[Prompt A]:
From the message about OS/2 timer results, copy word for word the part that begins with the words containing "GVA> But under" and ends with "not the expected.".
[Prompt B]:
According to the message about OS/2 timer results, what does OS/2 use to trap a program's attempts to access the timer hardware?
BEGIN Text for analysis
Gabriel Verdejo Alvarez wrote in a message to All:

 GVA> To detect the cache size and computer's speed I program the
 GVA> PIT, I use it as a clock (I use counter 0 of 8253 chip to
 GVA> get a real-time clock). 

 GVA>         Program timer (=0)
 GVA>         time_begin
 GVA>                 do_test
 GVA>         time_end

 GVA> But under OS/2 I get "strange results" I think is because
 GVA> the kernel switch the process in the CPU (execute more than
 GVA> a program), so the results are not the expected.

You get "strange" results because, under OS/2, your program is
not talking directly to any hardware.  Rather, OS/2 is using a protected
mode handler located in a virtual device driver (VDD) to trap your attempts
to access the timer hardware, and the timer is actually emulated or
"virtualized" in software by the VDD.  As you can imagine, this
would more than explain why you are getting results which you think are
"strange."

 GVA> My question is if there is a way or function (better in ASM,
 GVA> so I keep the portability) to get the time that a process is
 GVA> running, so instead get the real time I get the time that
 GVA> uses my process at execution.
END Text for analysis
BEGIN Entries supplied
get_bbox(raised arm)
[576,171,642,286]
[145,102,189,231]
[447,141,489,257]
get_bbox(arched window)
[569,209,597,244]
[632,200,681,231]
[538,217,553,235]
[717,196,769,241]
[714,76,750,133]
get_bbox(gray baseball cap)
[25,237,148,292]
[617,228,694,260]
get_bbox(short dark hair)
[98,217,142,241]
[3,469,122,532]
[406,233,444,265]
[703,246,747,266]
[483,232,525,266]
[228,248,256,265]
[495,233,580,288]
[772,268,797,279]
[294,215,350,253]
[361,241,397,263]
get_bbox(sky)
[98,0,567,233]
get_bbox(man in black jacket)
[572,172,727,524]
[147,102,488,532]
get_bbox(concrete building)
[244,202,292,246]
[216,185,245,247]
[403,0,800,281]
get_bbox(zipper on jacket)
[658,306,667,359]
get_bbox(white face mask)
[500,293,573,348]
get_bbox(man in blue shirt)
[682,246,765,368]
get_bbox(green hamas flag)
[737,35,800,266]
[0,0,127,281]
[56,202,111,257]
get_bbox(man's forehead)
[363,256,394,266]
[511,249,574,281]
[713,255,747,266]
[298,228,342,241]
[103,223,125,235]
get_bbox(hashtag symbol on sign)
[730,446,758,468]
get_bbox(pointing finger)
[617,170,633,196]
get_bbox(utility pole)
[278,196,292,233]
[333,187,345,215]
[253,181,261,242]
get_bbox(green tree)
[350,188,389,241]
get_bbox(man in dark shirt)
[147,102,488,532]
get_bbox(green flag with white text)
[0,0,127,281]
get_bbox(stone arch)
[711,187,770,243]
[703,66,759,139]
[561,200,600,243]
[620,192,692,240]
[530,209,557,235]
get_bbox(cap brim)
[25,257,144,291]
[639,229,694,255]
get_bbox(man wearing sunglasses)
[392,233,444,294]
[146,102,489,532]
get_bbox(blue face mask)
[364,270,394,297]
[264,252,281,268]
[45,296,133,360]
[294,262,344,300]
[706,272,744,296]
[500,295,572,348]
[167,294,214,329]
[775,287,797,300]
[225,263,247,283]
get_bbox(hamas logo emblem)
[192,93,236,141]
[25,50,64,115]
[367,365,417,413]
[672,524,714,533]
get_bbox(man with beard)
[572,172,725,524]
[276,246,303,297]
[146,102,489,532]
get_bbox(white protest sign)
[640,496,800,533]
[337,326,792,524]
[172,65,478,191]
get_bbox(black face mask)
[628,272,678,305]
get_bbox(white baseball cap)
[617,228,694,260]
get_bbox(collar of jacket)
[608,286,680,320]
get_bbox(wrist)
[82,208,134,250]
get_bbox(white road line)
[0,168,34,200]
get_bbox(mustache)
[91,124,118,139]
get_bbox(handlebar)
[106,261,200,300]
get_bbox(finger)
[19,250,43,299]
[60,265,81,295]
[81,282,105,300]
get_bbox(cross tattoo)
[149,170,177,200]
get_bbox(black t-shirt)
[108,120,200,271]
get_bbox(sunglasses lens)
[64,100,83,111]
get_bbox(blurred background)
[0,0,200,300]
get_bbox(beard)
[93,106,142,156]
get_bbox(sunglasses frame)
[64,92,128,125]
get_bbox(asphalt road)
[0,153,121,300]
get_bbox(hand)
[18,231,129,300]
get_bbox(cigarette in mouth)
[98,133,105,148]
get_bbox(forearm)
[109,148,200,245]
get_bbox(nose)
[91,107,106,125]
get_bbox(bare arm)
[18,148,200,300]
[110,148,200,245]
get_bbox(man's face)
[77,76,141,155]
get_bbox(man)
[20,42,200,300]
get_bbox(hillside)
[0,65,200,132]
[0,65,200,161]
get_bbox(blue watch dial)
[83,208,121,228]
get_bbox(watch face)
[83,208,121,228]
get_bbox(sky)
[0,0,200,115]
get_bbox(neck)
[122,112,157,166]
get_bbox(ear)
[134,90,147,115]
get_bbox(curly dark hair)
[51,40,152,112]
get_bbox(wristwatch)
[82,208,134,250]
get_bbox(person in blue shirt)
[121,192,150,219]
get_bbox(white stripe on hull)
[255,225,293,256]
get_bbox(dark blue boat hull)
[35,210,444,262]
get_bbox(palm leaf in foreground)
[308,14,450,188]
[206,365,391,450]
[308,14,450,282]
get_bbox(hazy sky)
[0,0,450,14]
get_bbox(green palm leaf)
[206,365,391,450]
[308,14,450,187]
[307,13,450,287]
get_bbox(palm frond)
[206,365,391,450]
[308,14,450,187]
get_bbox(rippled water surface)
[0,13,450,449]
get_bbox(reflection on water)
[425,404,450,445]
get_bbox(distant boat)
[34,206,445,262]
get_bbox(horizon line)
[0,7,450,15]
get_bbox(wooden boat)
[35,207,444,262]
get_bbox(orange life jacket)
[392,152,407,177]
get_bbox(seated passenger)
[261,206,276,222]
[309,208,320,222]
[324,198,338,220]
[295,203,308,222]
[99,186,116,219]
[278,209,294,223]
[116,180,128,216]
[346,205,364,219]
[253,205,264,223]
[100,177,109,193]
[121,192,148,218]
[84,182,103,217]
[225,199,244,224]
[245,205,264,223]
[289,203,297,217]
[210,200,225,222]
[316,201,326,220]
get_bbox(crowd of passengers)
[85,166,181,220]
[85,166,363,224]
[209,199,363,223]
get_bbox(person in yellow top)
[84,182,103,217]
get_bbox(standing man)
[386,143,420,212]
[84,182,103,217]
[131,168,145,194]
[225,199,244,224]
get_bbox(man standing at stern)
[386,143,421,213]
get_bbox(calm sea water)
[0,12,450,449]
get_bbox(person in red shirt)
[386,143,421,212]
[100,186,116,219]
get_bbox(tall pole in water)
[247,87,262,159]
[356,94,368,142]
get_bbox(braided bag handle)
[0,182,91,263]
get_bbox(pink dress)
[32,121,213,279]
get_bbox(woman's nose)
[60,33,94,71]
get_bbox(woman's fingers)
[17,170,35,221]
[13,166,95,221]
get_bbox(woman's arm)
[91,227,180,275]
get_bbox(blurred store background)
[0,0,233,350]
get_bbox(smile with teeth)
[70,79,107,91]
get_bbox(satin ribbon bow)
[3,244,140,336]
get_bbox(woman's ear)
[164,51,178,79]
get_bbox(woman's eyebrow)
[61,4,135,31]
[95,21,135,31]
END Entries supplied
[Task output A]:
GVA> But under OS/2 I get "strange results" I think is because
 GVA> the kernel switch the process in the CPU (execute more than
 GVA> a program), so the results are not the expected.

[Task output B]:
A protected mode handler located in a virtual device driver (VDD).